== PROBLEM DESCRIPTION ==
Locate each line with the string "paraglider" in the listing below and copy it.

───── DATA PROVIDED ─────

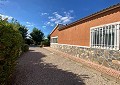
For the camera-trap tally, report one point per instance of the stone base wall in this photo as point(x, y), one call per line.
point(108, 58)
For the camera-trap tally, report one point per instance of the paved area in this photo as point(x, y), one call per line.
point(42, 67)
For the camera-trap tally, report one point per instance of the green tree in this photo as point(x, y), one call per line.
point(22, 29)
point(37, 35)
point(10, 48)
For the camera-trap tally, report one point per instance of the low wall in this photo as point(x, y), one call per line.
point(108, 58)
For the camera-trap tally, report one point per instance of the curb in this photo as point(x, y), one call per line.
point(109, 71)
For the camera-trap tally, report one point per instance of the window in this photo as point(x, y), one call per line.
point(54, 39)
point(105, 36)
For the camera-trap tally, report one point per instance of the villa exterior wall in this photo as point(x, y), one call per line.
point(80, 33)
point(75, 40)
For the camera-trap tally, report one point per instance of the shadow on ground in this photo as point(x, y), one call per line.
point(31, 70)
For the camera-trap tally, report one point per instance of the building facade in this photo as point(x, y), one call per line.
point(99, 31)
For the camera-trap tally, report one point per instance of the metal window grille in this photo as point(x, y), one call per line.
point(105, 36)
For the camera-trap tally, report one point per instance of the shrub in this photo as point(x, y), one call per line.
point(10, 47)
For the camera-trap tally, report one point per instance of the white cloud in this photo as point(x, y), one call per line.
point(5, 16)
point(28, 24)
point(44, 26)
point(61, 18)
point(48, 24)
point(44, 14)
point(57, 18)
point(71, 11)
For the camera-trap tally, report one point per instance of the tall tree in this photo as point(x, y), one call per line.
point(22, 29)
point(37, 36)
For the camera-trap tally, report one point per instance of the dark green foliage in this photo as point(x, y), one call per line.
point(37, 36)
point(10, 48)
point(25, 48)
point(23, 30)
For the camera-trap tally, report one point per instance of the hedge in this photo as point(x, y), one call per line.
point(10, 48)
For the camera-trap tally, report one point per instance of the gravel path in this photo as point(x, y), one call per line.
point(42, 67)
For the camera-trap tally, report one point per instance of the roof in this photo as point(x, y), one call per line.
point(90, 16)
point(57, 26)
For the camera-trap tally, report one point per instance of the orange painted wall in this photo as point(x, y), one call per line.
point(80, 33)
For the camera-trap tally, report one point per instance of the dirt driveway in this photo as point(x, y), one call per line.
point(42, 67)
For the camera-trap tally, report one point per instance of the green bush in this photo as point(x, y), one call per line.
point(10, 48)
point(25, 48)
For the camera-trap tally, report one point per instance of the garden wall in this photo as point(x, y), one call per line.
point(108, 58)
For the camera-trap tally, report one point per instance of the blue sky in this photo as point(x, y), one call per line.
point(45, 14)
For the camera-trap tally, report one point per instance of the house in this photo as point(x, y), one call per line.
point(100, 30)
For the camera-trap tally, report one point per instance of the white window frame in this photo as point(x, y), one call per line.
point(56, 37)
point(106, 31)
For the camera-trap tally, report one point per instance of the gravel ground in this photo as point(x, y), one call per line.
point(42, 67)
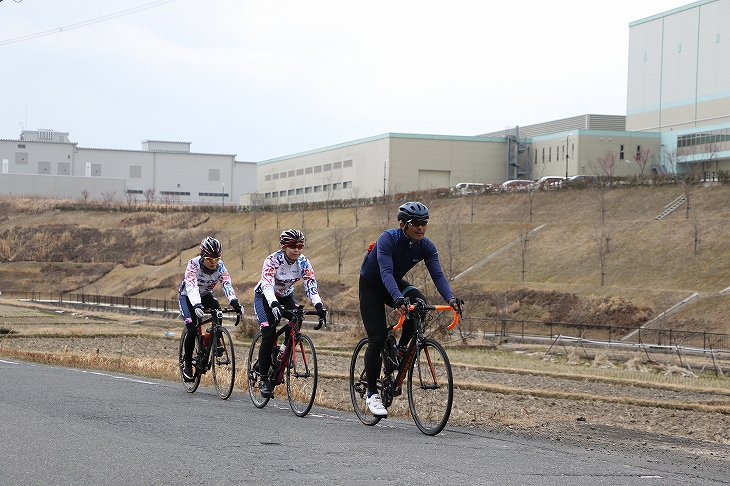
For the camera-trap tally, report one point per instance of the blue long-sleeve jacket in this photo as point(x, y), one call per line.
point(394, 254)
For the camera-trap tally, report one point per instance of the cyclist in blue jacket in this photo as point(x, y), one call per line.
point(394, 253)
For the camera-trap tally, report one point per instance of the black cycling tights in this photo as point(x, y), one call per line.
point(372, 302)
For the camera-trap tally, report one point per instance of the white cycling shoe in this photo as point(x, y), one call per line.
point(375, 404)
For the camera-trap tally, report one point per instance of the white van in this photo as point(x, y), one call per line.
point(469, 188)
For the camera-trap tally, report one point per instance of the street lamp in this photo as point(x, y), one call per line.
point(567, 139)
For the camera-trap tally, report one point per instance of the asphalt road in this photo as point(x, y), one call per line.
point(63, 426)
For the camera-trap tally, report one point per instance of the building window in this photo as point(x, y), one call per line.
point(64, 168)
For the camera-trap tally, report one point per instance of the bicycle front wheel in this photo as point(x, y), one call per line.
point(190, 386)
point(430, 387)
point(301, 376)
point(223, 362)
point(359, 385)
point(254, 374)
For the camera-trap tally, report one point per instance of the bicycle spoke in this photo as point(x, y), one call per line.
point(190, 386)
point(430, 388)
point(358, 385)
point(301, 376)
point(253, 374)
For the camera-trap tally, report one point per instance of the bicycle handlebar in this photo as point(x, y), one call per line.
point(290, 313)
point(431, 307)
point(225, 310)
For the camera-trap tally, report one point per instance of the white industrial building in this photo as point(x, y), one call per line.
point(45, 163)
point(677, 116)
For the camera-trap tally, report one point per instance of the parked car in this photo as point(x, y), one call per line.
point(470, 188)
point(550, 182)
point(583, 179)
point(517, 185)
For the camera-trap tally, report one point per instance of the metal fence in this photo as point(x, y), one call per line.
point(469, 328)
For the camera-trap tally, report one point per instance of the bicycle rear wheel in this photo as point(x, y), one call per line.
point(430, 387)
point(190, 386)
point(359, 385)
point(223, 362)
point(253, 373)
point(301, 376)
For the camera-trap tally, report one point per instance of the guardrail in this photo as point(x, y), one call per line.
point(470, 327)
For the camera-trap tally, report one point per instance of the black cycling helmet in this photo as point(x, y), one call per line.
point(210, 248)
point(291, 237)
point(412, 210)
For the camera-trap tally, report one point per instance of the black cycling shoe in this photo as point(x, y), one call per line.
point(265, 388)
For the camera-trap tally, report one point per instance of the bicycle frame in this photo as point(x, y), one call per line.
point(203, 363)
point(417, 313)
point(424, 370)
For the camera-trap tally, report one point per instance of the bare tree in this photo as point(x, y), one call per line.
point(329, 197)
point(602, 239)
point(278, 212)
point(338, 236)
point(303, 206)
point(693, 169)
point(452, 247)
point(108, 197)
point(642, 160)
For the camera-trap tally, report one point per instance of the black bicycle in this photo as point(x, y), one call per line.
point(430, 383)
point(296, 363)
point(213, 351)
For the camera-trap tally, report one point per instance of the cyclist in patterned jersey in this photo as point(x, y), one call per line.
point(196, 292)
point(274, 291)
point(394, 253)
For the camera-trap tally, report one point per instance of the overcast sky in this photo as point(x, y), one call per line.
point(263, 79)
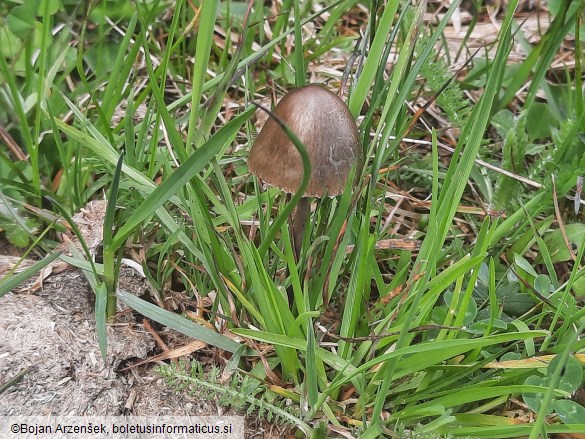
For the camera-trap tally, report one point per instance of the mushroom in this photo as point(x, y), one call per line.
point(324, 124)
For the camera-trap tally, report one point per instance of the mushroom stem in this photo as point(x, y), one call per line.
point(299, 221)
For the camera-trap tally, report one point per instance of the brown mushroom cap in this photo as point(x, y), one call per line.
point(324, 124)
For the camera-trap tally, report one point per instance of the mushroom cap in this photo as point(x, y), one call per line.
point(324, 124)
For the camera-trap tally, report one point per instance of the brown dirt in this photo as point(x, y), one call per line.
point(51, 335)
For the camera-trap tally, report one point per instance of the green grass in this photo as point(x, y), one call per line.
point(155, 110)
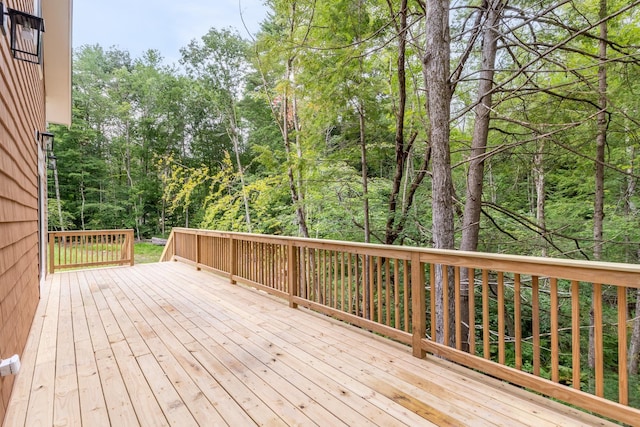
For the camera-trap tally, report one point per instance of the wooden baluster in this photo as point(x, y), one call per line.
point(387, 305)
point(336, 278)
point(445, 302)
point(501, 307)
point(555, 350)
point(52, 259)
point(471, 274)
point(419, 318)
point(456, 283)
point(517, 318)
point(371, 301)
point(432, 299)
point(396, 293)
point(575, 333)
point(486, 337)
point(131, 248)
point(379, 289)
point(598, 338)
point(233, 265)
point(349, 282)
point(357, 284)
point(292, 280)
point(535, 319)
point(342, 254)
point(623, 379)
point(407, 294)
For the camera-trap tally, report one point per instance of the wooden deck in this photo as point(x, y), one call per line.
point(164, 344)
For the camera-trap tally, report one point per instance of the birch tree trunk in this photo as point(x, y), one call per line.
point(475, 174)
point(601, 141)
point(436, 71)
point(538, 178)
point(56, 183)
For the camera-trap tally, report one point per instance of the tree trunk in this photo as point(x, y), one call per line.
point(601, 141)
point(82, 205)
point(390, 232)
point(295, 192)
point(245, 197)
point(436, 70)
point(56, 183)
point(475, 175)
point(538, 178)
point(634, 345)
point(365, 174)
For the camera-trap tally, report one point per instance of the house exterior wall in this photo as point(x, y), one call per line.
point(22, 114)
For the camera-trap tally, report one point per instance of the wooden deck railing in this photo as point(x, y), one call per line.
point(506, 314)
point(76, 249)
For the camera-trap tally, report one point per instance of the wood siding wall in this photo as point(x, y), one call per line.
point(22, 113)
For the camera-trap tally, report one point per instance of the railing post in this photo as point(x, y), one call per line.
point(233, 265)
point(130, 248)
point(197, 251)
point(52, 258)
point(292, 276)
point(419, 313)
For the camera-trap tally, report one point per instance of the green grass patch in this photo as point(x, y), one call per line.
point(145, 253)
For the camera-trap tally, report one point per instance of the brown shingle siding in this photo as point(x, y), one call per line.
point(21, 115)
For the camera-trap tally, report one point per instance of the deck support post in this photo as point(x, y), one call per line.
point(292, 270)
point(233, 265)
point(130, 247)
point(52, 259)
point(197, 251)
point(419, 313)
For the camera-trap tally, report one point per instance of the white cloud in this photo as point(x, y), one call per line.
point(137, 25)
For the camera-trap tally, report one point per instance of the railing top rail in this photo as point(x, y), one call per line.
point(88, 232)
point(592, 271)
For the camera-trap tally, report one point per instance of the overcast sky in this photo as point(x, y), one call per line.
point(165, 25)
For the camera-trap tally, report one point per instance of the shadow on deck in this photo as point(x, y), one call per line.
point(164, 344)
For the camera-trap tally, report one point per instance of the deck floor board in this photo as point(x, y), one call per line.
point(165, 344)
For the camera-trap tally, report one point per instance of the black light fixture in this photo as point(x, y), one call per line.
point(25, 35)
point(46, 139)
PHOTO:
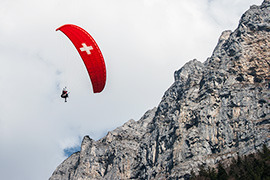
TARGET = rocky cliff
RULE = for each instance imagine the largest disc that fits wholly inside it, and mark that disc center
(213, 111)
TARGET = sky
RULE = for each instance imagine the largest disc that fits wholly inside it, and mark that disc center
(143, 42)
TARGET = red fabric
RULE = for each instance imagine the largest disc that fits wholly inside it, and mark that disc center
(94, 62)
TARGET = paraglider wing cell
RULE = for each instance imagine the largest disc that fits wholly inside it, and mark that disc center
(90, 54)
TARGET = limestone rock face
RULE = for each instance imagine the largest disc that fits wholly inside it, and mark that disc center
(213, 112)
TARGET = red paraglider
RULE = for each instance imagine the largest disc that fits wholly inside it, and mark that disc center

─────

== EXERCISE OUTPUT ==
TARGET = paraglider wing cell
TARGET = red paraglider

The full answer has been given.